◆ WORK REQUEST: Please set down the data again exactly, minus the pictures.

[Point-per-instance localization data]
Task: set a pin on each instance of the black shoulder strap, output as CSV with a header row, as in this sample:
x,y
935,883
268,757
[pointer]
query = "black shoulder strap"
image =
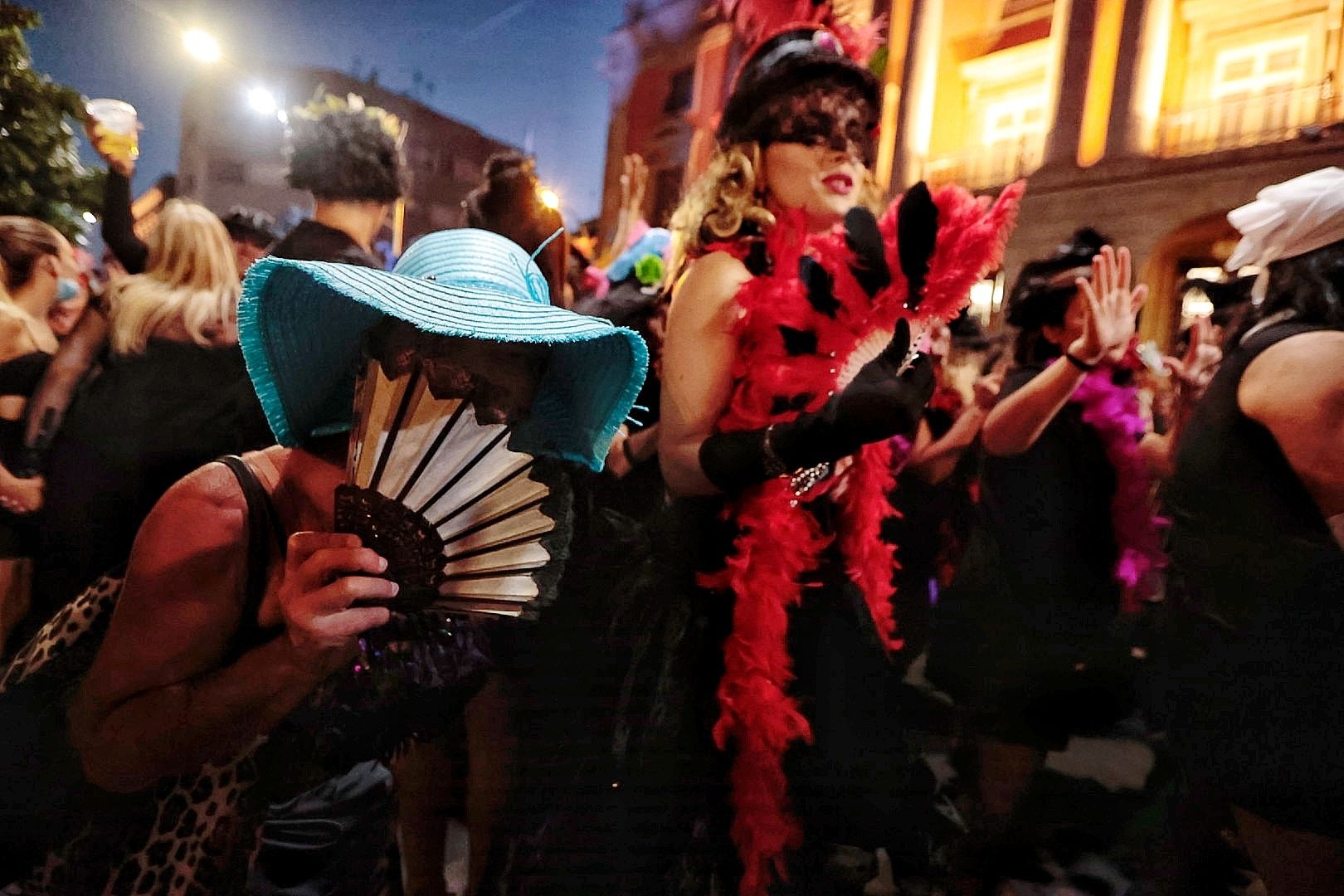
x,y
264,533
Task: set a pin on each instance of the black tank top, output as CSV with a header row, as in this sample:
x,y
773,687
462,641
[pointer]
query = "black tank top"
x,y
1249,546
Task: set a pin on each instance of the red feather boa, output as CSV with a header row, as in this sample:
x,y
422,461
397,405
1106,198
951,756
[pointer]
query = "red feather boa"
x,y
778,540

◆ WRITTEN SOLUTION:
Task: set a pin on each instance of the black shoulder strap, output as CSV with a header row, as in this sample:
x,y
935,883
268,757
[pointer]
query = "black shoulder strap"
image =
x,y
264,533
Task: set a pin on each instance of the black tank top, output as CSV with a header row, as in this sample:
x,y
773,687
462,641
[pointer]
query = "black tank top"
x,y
1249,546
Task: set a pin on each instance of the red feather boa, output as CSV with a header row, as in this sample:
x,y
422,461
397,405
1106,198
951,756
[pointer]
query = "red feather boa"
x,y
778,540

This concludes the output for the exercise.